## PASSAGE SHOWN
● ● ●
So you’ve finished your documentary, and you’ve submitted it to the film festivals that seem like the best fit. While awaiting your fate, some questions start to creep in. Like: who’s watching, how are they watching, and what your chances?
At the Tenth Annual Camden International Film Festival last Friday, as part of their Points North Documentary Forum, four U.S. programmers sat down with filmmaker Robert Greene (“Actress”) to discuss and demystify their processes for selecting films. “The idea here is to pull back the curtain, to try to talk about some of the process things, some of the stuff that gets shrouded,” Greene said to those gathered. “With each film I think I have a greater understanding of how festivals work, and that has alleviated some of the stress and pain of being a filmmaker on the other side of the process—of trying to get people to watch your movie and get it to be seen in a certain light.”
1. Once I’ve submitted my film to your festival, who watches it? Do you use volunteer screeners to vet films? When in the process do programmers get involved?
● ● ●
## SOURCE MATERIAL

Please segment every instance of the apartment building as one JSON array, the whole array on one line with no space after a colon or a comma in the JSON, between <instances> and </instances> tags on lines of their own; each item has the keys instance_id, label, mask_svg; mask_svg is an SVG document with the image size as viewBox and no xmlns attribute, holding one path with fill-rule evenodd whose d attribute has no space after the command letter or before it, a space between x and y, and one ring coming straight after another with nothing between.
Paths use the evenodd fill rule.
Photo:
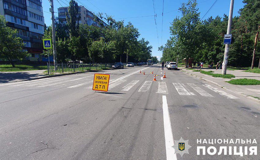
● ● ●
## TASK SET
#1 In the festival selection article, which filmmaker sat down with the four U.S. programmers?
#2 Continue the article on how festivals pick documentaries, picking up right after its last line.

## ANSWERS GIVEN
#1 Robert Greene

#2
“I have a team of volunteer screeners, which ranges each year from 12-15 people. And those are the people that see everything for the first time. We have two people watch every submission all the way through—they can’t turn it off. I look at all the submissions that come in, all the entry forms, just to get a sense of everything that’s out there, and I watch random films to get a pulse on things. But mostly, I read the first two reviews of every film, and judge from there what moves on to our programmers. All of the programmers are kind of doing what I do, looking at random things and especially reading reviews that are not as favorable, just to make sure our screeners are on top of things. Of the 15 screeners we’ll have this year, 9 have been doing it for at least 4 years, some 9 years. And I fire volunteers every year and hire new ones—there’s a whole application process to become one. It’s pretty rigorous and diverse.” – Joanne Feinberg, Ashland Independent Film Festival
“Our structure is similar. We have about 20 screeners, and I have three people watch every film. I have a yes/no process for whether a film should move on. I read through their reviews and if I think they’re missing something I’ll have other people look at it or I’ll look at it myself. But basically I go with those yes/no’s, and I move films on and drop things out pretty aggressively because we have to get moving on it. There are 5 of us in the core programming staff, and we watch all the films that get moved on.” – Jason Perdue, Sebastopol Documentary Film Festival
“There are four of us [who program the festival]. We do not have a formal submissions process, and we don’t have screeners. I think the reason we don’t do a formal submission process with a screening committee is because we have a year-round program that we have to deal with. It would be too difficult.” – Gabriele Caroti, BAMcinématek
2. How many films do you program based on submissions, compared to films you’ve found at other festivals?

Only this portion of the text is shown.